*** Begin section ***

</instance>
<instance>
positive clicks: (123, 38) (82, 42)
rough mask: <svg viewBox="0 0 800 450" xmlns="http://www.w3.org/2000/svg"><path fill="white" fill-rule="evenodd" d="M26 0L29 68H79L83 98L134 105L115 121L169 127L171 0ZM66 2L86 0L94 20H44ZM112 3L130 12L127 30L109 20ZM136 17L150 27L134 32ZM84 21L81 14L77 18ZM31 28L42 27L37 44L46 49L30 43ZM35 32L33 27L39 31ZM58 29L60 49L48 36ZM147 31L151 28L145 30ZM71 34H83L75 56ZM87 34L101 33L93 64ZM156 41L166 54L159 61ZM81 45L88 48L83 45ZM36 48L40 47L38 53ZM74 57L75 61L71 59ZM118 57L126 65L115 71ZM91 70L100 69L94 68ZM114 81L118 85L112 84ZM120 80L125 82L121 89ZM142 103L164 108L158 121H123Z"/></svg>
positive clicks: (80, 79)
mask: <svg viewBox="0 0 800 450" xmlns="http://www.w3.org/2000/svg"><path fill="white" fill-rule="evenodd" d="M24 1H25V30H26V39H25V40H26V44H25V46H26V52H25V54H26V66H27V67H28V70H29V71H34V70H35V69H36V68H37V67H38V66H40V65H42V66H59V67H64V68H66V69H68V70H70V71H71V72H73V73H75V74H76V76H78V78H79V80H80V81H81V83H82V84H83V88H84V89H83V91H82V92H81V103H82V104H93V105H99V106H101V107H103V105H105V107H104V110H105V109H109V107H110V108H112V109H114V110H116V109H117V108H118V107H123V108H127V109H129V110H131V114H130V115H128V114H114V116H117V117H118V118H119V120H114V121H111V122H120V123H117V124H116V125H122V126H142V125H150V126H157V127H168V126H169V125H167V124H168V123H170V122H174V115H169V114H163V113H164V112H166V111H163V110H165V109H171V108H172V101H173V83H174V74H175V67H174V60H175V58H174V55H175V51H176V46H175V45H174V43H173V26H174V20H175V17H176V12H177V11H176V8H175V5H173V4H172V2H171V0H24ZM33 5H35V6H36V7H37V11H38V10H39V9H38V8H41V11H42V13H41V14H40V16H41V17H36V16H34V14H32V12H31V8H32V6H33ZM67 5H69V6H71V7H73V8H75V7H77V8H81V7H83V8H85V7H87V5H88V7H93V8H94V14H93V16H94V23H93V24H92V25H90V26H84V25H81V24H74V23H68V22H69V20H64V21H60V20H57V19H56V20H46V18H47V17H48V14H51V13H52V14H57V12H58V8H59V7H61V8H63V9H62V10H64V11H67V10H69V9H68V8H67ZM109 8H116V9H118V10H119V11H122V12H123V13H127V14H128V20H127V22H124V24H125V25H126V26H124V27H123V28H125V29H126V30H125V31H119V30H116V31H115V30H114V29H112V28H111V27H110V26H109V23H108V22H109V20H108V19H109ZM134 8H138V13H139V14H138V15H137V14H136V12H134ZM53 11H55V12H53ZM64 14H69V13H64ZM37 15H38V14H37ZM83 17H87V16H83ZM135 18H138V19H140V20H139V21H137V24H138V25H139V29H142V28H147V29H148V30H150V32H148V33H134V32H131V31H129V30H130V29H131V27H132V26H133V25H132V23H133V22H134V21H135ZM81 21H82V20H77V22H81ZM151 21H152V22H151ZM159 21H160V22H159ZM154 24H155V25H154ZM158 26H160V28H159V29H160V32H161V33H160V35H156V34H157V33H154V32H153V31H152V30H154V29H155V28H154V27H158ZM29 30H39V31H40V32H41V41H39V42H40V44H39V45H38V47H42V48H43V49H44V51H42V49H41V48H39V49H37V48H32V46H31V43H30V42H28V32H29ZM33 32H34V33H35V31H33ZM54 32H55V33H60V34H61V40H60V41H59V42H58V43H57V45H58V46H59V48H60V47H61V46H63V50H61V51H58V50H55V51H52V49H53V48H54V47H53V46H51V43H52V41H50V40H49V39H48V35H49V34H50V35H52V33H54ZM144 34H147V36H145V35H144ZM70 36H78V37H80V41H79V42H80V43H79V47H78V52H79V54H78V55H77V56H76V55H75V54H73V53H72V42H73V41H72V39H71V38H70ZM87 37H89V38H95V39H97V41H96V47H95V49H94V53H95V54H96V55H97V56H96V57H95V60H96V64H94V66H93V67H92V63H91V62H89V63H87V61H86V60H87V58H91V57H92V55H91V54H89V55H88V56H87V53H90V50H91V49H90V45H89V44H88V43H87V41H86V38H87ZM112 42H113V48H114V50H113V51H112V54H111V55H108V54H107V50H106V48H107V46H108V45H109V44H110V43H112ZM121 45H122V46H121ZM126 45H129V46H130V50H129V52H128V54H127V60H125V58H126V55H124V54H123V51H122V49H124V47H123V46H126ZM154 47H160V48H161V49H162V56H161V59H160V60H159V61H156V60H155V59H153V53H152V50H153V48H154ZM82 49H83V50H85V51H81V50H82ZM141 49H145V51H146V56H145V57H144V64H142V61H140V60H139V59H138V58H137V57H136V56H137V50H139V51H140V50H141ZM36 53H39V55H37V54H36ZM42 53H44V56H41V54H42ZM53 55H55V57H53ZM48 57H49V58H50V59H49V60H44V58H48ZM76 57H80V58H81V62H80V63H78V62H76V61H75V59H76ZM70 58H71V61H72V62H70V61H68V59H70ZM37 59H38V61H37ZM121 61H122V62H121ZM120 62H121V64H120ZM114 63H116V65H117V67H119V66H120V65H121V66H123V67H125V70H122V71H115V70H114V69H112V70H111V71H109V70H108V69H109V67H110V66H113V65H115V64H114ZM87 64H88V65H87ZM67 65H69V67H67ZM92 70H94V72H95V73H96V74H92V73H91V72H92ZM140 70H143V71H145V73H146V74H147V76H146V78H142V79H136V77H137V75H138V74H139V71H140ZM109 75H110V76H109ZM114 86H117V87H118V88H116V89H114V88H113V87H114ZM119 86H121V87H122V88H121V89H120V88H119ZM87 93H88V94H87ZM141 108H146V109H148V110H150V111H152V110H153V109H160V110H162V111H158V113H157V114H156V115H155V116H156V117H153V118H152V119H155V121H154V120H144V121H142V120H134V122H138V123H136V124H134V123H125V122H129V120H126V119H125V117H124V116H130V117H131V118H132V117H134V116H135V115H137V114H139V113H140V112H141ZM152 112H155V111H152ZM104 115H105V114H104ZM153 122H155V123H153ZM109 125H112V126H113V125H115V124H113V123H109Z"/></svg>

*** End section ***
*** Begin section ***

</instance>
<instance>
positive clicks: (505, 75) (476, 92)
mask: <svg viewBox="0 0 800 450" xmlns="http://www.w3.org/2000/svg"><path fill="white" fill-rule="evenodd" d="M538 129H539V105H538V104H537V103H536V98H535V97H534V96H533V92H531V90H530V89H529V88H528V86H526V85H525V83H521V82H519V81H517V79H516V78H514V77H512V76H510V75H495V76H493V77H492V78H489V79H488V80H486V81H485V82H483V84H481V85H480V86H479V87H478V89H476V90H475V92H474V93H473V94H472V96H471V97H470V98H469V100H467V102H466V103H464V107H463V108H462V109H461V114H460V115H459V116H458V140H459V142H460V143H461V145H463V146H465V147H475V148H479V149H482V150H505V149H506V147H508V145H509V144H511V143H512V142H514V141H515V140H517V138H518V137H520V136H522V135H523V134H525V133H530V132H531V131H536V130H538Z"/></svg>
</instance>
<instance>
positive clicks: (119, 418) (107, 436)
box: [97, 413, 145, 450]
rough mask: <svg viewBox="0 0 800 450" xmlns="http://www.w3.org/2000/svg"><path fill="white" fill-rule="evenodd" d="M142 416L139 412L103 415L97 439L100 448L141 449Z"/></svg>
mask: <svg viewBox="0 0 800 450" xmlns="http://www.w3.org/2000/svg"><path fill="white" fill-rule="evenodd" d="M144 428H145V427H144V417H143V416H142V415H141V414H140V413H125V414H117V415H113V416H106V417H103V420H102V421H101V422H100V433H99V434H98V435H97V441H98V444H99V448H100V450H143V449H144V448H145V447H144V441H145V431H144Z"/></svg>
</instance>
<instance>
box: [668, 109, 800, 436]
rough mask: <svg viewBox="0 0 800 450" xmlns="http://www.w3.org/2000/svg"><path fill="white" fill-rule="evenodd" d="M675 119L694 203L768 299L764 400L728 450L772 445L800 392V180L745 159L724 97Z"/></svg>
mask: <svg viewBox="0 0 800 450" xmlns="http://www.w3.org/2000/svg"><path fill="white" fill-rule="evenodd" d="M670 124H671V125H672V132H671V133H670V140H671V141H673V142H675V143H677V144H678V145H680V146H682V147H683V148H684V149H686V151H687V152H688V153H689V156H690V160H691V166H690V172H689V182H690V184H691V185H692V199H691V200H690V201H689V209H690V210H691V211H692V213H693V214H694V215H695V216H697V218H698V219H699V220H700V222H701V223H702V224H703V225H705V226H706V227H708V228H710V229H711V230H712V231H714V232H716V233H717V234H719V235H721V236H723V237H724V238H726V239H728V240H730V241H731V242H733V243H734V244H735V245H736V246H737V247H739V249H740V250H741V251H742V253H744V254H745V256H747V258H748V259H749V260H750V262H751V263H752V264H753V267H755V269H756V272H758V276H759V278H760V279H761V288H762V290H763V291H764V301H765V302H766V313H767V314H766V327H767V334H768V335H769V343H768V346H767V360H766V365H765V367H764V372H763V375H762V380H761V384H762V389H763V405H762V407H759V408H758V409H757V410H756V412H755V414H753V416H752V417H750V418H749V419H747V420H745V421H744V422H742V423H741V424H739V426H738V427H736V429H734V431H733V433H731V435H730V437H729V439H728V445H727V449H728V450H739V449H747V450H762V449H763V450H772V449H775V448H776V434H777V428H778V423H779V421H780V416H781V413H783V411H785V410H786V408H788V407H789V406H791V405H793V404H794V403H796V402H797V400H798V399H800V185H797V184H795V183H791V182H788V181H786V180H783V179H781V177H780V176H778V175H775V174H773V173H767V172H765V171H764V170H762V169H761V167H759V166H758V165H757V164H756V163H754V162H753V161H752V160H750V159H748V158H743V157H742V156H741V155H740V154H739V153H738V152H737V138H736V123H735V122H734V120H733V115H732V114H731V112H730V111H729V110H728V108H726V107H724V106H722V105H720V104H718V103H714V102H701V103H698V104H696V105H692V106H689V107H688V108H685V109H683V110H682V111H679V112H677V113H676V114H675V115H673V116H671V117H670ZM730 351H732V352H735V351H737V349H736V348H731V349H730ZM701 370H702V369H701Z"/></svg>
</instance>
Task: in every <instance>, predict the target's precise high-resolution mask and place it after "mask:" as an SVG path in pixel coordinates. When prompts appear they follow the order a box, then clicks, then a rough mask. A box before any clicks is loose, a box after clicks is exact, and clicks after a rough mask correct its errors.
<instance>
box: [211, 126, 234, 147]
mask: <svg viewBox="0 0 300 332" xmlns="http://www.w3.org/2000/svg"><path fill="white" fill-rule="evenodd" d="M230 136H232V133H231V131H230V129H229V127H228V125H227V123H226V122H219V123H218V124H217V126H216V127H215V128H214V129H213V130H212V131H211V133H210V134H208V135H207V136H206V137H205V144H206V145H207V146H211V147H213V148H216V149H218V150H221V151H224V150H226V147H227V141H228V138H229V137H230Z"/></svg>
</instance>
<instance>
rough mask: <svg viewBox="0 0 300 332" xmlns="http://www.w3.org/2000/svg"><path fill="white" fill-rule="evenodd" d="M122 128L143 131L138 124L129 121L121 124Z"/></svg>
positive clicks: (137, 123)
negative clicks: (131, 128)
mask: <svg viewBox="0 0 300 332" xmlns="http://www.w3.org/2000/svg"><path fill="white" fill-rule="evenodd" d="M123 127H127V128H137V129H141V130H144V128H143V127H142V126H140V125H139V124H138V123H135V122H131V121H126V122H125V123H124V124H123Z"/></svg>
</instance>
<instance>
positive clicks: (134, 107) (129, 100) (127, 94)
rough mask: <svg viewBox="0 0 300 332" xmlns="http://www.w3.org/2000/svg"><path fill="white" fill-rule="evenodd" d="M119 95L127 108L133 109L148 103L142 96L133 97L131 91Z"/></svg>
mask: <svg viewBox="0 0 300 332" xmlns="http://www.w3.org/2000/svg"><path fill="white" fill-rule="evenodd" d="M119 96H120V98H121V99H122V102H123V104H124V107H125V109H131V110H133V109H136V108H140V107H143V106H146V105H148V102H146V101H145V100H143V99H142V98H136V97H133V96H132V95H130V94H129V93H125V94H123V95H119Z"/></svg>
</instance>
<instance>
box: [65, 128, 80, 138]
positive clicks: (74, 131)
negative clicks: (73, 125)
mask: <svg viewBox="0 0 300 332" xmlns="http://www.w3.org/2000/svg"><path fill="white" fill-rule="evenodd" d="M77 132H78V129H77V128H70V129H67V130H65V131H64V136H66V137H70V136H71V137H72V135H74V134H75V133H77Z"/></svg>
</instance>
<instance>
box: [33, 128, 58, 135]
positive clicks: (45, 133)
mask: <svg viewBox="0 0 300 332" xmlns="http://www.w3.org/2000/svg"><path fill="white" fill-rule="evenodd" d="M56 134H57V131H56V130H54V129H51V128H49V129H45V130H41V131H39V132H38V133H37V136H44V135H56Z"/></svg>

*** End section ***
*** Begin section ***

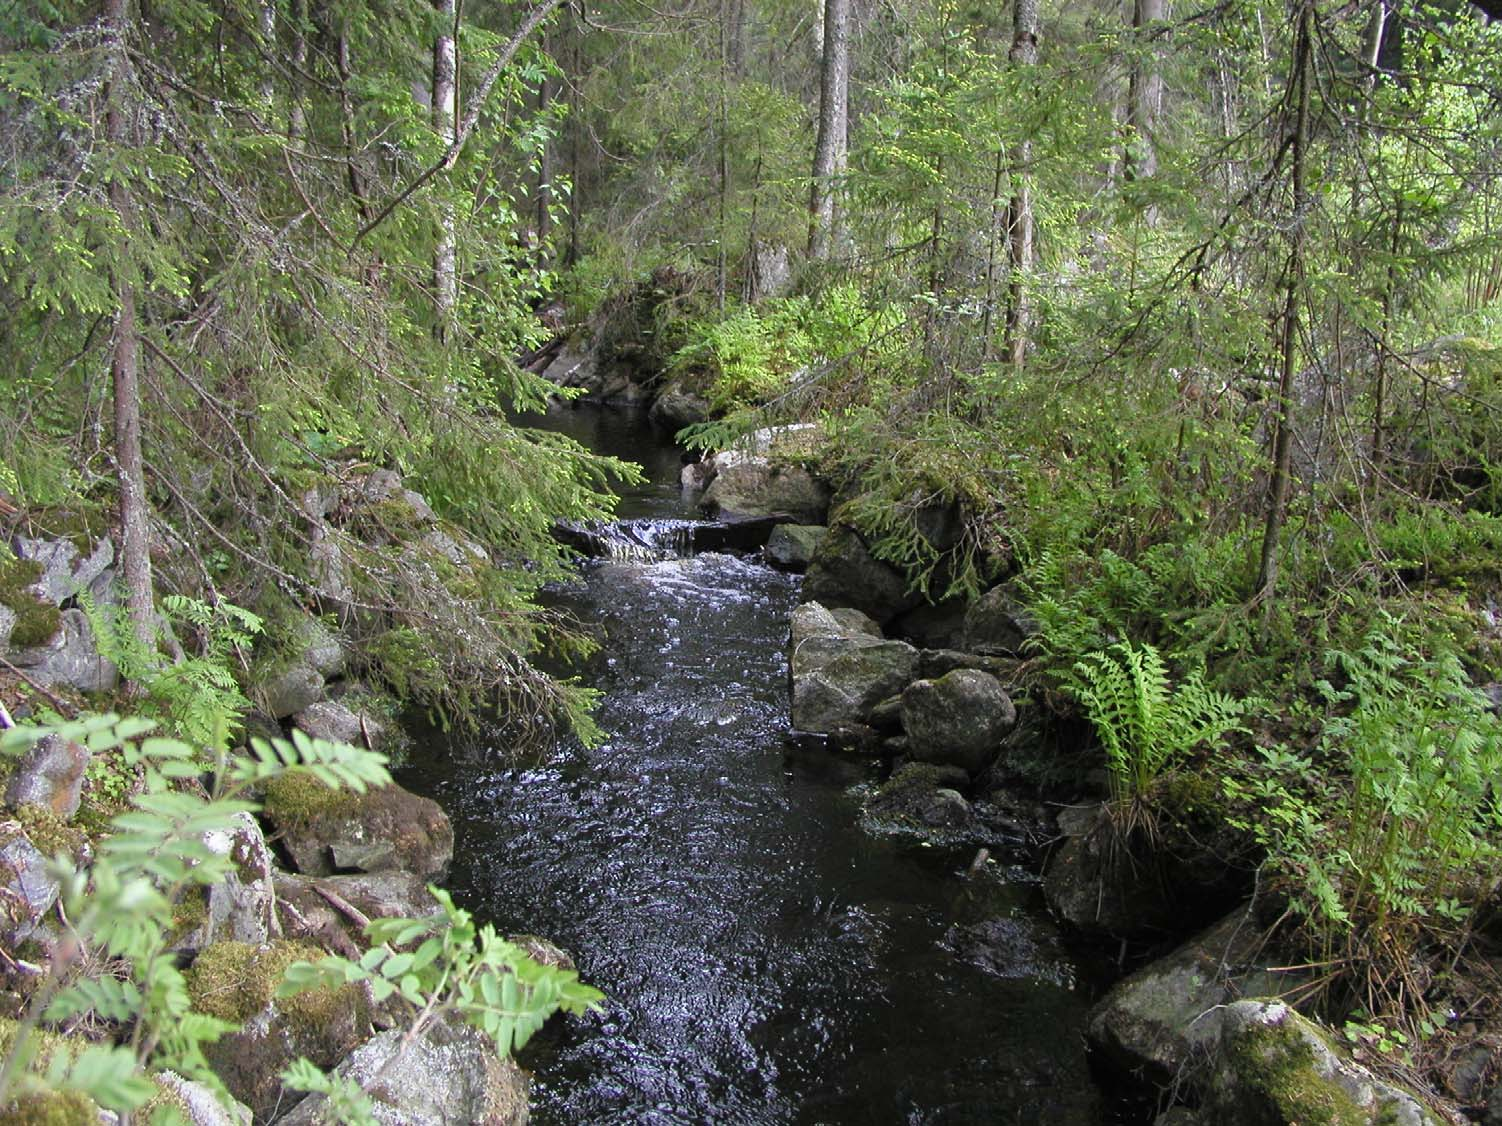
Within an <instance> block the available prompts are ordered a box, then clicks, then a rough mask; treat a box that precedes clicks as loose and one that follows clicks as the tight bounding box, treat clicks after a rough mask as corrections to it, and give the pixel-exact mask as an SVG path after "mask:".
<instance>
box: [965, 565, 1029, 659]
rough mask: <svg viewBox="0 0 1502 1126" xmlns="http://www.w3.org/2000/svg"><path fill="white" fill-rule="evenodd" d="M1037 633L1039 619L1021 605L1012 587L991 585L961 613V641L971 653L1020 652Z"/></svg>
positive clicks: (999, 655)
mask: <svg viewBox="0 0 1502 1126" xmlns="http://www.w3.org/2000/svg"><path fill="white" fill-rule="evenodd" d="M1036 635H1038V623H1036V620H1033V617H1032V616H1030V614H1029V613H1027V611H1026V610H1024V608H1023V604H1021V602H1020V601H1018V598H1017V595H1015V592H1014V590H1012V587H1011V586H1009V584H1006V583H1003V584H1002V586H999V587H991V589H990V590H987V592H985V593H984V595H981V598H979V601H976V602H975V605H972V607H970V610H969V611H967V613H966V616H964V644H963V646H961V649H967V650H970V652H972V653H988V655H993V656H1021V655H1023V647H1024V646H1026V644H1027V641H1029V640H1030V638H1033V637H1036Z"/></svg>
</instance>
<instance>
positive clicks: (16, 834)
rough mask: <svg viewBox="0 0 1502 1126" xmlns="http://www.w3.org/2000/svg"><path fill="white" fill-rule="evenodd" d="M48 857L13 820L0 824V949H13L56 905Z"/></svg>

*** End section ***

Give back the stretch from the line containing "Within an <instance>" through the line containing "box: [965, 565, 1029, 659]", swapping "loose" for "approximate" and keeping everything else the same.

Result
Within an <instance> block the available prompts are ordered a box, then clicks, then a rough mask; treat a box that precedes clicks as approximate and one that follows clicks as the tight bounding box, treat clicks after a rough mask as corrections to it, and give the pixel-exact mask as an SVG path after "mask:".
<instance>
box: [965, 565, 1029, 659]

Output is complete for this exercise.